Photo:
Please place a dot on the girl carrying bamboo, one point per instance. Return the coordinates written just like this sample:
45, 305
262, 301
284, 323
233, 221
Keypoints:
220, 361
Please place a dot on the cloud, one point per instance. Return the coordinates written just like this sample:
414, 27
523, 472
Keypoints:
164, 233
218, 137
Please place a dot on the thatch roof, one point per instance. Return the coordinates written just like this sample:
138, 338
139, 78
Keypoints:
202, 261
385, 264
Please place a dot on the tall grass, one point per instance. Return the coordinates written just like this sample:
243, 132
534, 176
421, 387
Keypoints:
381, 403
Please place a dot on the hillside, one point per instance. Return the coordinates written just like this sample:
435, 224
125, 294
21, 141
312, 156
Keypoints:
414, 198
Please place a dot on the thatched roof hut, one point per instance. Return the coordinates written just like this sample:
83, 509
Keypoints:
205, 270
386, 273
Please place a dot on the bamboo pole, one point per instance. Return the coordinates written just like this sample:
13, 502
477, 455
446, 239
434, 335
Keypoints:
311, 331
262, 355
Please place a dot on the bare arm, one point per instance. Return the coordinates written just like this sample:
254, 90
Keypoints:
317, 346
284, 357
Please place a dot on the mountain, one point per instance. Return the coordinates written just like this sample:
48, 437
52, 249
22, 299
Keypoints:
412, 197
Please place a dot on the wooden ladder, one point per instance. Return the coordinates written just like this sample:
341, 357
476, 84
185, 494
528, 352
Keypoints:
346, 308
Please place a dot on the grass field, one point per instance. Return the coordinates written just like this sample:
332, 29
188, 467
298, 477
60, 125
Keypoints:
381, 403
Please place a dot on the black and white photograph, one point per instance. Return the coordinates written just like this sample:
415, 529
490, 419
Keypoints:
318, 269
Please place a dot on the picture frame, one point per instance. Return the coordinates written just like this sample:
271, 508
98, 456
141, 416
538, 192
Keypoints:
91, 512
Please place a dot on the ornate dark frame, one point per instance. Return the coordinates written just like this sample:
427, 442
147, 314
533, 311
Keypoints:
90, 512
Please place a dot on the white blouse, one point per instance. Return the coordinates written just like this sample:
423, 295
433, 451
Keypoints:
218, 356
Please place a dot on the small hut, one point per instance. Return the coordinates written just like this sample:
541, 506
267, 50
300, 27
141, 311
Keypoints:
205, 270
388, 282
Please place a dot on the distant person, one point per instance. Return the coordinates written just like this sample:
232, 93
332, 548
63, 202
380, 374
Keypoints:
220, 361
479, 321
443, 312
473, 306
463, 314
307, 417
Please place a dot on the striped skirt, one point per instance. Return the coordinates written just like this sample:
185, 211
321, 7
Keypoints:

YOUR GOAL: Write out every entry again exactly, please, with nothing missing.

OUTPUT OF THE EXERCISE:
Photo:
Please place a dot on the girl carrying bamboo, one point per instance. Return the coordinates written just like this sample:
45, 305
262, 301
284, 323
233, 221
Keypoints:
220, 361
Please place a dot on the cloud, one point per instance. Return the coordinates written just like this sample:
414, 27
523, 472
Keypoints:
164, 233
218, 137
Please place a dot on the thatch roof, one point per instance. Return the coordinates written just like this sample:
138, 338
139, 78
Keypoints:
202, 261
385, 264
Please place a dot on the tall grass, one point per instance. Return the coordinates written just like this sample:
243, 132
534, 176
421, 387
Keypoints:
381, 403
Please place a dot on the hillside, one point per instance. Return the coordinates written just like this sample:
435, 224
125, 294
21, 141
312, 156
Keypoints:
414, 198
Please place a dot on the thatched roof hut, one point per instance. Return the coordinates written just like this sample:
83, 509
Keypoints:
205, 270
386, 273
Please place a dot on the bamboo pole, one point per instance. Return the coordinates written just like this sample:
13, 502
477, 455
446, 239
434, 335
Keypoints:
311, 331
262, 355
Please place a dot on the bare arm, one point per instance. Return the coordinates written just like this sample:
254, 90
Keypoints:
317, 346
284, 357
Please place a dot on the mountain, one point per instance. Return the coordinates written just like this sample:
48, 437
52, 249
22, 299
Keypoints:
412, 197
Please place a dot on the wooden ladder, one point per instance. Return the coordinates written just like this sample:
341, 357
476, 84
185, 494
528, 352
Keypoints:
346, 308
Please place a dot on the grass field, one point per instance. Return the coordinates written just like this sample:
332, 29
188, 467
298, 477
60, 125
Keypoints:
381, 403
Please place a dot on the black and white photograph, one point per instance. Return the coordinates written just like this sample:
415, 529
490, 419
Keypoints:
318, 269
Please place a dot on the picture frame, one point per instance. Return the coordinates written just like this sample:
271, 508
98, 456
141, 416
538, 192
Keypoints:
91, 512
Please place a dot on the ornate dark frame, one point per instance. Return the coordinates written just like this sample:
427, 442
147, 314
533, 311
Keypoints:
90, 512
Please place a dot on the white blouse, one point per instance. Return the coordinates written just like this sample:
423, 295
433, 451
Keypoints:
218, 356
Please place a dot on the small hut, one point per instance. Return the coordinates written just like this sample:
541, 506
267, 50
300, 27
141, 311
Keypoints:
205, 270
388, 282
Please place a dot on the distant person, one point per instance. Return the coordinates written just like this sample:
232, 93
332, 548
63, 202
380, 374
Keypoints:
220, 361
479, 321
443, 312
473, 306
463, 314
307, 417
Please place a dot on the striped skirt, one point per instance. Return the coordinates written just like this sample:
185, 211
321, 7
Keypoints:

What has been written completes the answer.